• Try it: Could you write out, word for word, only the lines from the one containing "Target: gray hair" through the last line of the data below?

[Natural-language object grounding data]
##############################
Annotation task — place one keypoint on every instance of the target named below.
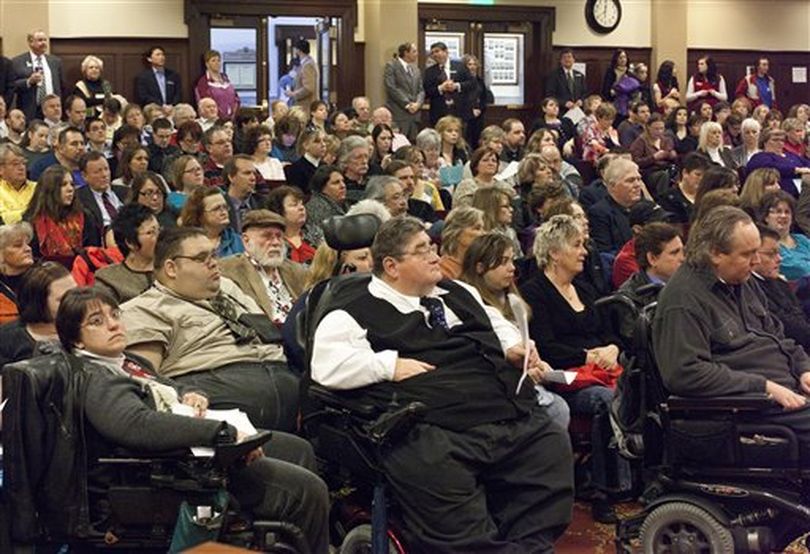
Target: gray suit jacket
(401, 89)
(26, 97)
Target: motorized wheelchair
(130, 502)
(727, 482)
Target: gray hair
(554, 235)
(714, 232)
(457, 221)
(347, 146)
(617, 169)
(428, 139)
(391, 239)
(375, 188)
(10, 232)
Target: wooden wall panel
(123, 59)
(732, 65)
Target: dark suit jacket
(147, 90)
(92, 212)
(438, 106)
(557, 86)
(25, 96)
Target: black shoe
(602, 512)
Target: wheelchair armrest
(755, 402)
(341, 402)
##############################
• Result:
Target: gray hair
(554, 235)
(714, 232)
(457, 221)
(347, 146)
(617, 169)
(428, 139)
(391, 239)
(375, 188)
(10, 232)
Target: wooden wall panel
(123, 59)
(732, 65)
Target: dark suit jacket
(147, 90)
(92, 212)
(438, 106)
(557, 86)
(25, 96)
Target: black shoe
(602, 512)
Target: wheelchair armrest
(755, 402)
(341, 402)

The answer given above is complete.